**原文:**
2002年,哈佛大學伯克曼互聯網與社會中心的資深研究員戴維·溫伯格在《小塊鬆散組合》一書中提出,網路不僅提供了構建私人現實性的嶄新方式,也提供了構建自我和感知自我的新方式。社交平台的巨大成功,正反映了人們對構建和彰顯某種身份的需求。通過與某一群體的互動,我們得以強化自己在世界中的角色,因而獲得了「比真實更真實」的體驗。

▲ 到底哪個更真實?(攝影:三禁肉)

社交平台正在將我們劃分為一個個小圈子,有些話題只在某些人之間討論,其他圈子的人不了解也並不關心。現實世界中因為「共有知識」的不同而造成的交流障礙,在數字時代很可能是由於交流方式本身的變革。

當交流不再基於物理世界中的信息交換——如書信和交談——而是基於數據的瞬間傳遞,我們首先能明顯感受到交流速度和完整程度的提高。給對方發送一個數據包,快速運算後給出反饋,不會出現語言或文字表達中可能出現的信息缺損和偏差。

▲ 數字時代的交流,或許能擺脫語言文字的缺損和偏差。(攝影:吳珏輝)

**練習任務:**
a - 修改談網路交流的原文:把以含有「社交平台正在將我們劃分為一個」的字句開頭、到「中可能出現的信息缺損和偏差。」結束的部分重寫一遍,並將其中的「數據」換成「資料」。
b - 接著談網路交流的原文最後一句之後,往下續寫。
完成本練習無須參考這些記錄。

(資料集項目)
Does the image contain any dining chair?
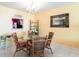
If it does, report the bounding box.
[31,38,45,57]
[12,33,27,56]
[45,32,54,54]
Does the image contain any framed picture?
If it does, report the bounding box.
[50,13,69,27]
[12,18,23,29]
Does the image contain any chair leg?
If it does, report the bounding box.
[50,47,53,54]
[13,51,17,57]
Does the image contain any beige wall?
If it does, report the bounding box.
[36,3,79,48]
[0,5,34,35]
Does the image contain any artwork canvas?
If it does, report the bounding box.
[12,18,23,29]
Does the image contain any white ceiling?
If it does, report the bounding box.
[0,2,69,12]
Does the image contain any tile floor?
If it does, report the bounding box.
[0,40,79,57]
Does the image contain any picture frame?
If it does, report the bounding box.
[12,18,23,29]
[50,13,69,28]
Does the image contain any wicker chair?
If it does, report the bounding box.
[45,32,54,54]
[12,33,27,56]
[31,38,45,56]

**各題答案:**
a -
社交平台正在將我們劃分為一個個小圈子,有些話題只在某些人之間討論,其他圈子的人不了解也並不關心。現實世界中因為「共有知識」的不同而造成的交流障礙,在數字時代很可能是由於交流方式本身的變革。

當交流不再基於物理世界中的信息交換——如書信和交談——而是基於資料的瞬間傳遞,我們首先能明顯感受到交流速度和完整程度的提高。給對方發送一個資料包,快速運算後給出反饋,不會出現語言或文字表達中可能出現的信息缺損和偏差。

b -
進一步說,如果像局長姬少亭設想的,我們往宇宙中發射的不是一張唱片,而是一段意識,當外星人捕獲了這個意識後,就能進行雙向的信息互動,而不是單向的信息解碼,這個過程中所涉及的信息量將遠遠多出好幾個數量級。

但這並不一定就意味著全社會層面交流質量的提高。譚昶再次表達了身為IT工程師的焦慮:「世界是分層次的,有底層的通訊協議,也有上層的交流機制,你不清楚差異發生在哪個層次。最可怕的是,交流從頂到底隔斷。

▲ 我們或許並不知道差異發生在哪一層。(攝影:阿巽)

說到底,意識上傳這件事,到底有盼頭嗎?

從科學的角度說,想讓大腦脫離實體,最終的解決手段就是生命科學和IT科學、計算機程序和晶元的結合。或許真如譚昶所說,人在年輕時有肉體,肉體衰老後,精神永存。

▲ 肉體會毀滅,精神將永存(攝影:三禁肉)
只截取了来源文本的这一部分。